> Document text:
--------------------
Othmar Wess on Thursday, 05 April 2012 06:28

From a physical point of view the paper of Zhou, Qin and Zhong is very interesting since it investigates for the first time a unique detail of electrohydraulically (EH) generated shock waves, the characteristics of secondary bubble clusters (SBC) produced by the Dornier HM3 lithotripter. The in vitro generation of a SBC is a unique feature of an EH shock wave lithotripter and is checked for its potential effect on stone fragmentation. According to Zhou et al. SBC are claimed to enhance stone fragmentation in vitro and cause "the performance difference between electrohydraulic and electromagnetic, piezoelectric lithotripters", (meaning "superior performance of the HM3 vs. all other lithotripsy devices")

We cannot follow this conclusion since at least one electromagnetic (EM) device has proven at least equally effective or even slightly superior.

Up to our best knowledge, there is only one single studyi comparing the in vitro fragmentation efficiency of different shock wave lithotripters (including HM3) with respect to different types of urinary calculi. This study does not support the above conclusion. Performance studies in vivo provide an ambivalent picture and show better and less good results for all investigated devices (including HM3) mostly dependent on the treatment strategies, skills and care of the operator. Coupling e.g. is a critical point requiring special care in most of to dates "dry" machines compared to the open bathtub of the HM3. These and other handling differences are of major importance for successful stone fragmentationii iii and are deemed to outweigh minor differences of shock wave fields as investigated by Zhou et al..
--------------------
> Information provided:

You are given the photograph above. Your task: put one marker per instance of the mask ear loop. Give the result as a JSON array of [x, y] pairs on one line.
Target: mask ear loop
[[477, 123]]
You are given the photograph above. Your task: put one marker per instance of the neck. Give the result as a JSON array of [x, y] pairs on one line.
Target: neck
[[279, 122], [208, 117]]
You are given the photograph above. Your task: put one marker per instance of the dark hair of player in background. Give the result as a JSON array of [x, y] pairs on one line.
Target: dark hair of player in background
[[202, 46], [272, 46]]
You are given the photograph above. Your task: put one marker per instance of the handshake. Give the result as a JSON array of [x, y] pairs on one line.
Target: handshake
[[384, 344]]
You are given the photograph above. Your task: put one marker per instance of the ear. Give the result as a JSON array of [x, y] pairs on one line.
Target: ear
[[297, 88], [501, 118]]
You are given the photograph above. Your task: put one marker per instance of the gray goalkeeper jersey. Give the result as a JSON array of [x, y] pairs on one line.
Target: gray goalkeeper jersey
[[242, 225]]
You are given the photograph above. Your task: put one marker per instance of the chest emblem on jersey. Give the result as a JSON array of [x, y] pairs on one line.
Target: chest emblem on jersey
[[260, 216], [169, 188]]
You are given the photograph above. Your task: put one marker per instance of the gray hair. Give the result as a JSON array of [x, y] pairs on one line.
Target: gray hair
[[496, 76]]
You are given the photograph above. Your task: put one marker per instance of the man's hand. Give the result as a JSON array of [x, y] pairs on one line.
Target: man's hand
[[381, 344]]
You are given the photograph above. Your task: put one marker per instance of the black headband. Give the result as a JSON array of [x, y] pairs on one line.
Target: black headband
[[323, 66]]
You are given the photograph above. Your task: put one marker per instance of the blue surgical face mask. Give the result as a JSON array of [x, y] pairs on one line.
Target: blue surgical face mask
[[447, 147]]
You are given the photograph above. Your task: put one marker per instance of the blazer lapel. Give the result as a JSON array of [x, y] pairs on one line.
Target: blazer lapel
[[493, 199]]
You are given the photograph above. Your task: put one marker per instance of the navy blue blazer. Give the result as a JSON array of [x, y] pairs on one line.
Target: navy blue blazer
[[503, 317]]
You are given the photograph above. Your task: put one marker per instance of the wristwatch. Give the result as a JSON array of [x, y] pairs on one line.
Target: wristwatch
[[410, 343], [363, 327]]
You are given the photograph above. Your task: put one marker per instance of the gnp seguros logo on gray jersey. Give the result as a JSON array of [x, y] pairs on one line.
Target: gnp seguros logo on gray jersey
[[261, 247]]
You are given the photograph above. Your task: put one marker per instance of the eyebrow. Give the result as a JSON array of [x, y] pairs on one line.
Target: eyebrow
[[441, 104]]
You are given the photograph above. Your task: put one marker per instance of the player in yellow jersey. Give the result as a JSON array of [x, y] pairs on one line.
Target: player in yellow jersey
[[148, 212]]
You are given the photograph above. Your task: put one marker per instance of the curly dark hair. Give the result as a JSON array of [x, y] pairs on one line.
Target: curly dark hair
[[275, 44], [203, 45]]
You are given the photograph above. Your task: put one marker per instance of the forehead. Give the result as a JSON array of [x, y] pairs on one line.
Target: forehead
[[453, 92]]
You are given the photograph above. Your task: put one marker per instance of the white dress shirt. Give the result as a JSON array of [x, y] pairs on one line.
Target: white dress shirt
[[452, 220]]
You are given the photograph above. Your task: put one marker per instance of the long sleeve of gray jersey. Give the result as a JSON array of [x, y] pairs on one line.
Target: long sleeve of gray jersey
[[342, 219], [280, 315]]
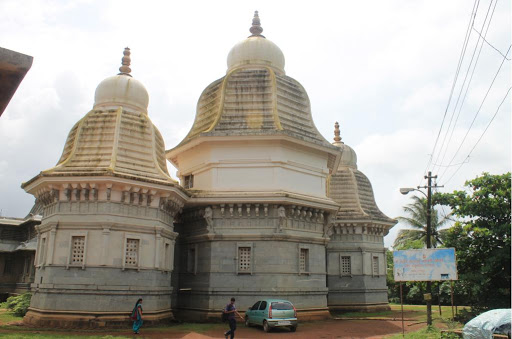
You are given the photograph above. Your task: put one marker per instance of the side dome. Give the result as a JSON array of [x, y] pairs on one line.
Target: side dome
[[256, 50], [122, 90], [352, 189], [116, 137], [348, 155]]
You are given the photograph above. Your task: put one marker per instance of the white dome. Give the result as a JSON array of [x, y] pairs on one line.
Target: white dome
[[348, 156], [122, 90], [256, 50]]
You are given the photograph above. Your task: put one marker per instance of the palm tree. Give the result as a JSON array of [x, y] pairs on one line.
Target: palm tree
[[416, 236]]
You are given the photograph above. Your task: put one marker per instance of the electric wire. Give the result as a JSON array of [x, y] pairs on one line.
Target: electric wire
[[459, 64], [497, 50], [478, 111], [481, 136], [467, 87]]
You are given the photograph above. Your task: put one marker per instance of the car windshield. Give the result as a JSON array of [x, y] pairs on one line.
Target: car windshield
[[282, 306]]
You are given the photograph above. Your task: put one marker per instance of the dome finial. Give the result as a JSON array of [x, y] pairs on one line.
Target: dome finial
[[125, 69], [337, 137], [256, 26]]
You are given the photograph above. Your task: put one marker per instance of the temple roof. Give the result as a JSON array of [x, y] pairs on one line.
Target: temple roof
[[116, 137], [255, 97], [352, 189]]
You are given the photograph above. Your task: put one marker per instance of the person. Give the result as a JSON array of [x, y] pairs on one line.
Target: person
[[137, 316], [231, 310]]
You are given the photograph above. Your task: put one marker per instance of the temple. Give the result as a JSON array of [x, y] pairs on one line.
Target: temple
[[265, 206]]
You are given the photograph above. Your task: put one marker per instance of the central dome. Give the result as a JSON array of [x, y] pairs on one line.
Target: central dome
[[255, 97], [256, 50]]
--------------------
> How to complete this task: Rewrite the passage of the lithotripsy comment from "Othmar Wess on" up to and including "even slightly superior.", putting "in the laboratory" wherever "in vitro" appears.

> Solution for this task:
Othmar Wess on Thursday, 05 April 2012 06:28

From a physical point of view the paper of Zhou, Qin and Zhong is very interesting since it investigates for the first time a unique detail of electrohydraulically (EH) generated shock waves, the characteristics of secondary bubble clusters (SBC) produced by the Dornier HM3 lithotripter. The in the laboratory generation of a SBC is a unique feature of an EH shock wave lithotripter and is checked for its potential effect on stone fragmentation. According to Zhou et al. SBC are claimed to enhance stone fragmentation in the laboratory and cause "the performance difference between electrohydraulic and electromagnetic, piezoelectric lithotripters", (meaning "superior performance of the HM3 vs. all other lithotripsy devices")

We cannot follow this conclusion since at least one electromagnetic (EM) device has proven at least equally effective or even slightly superior.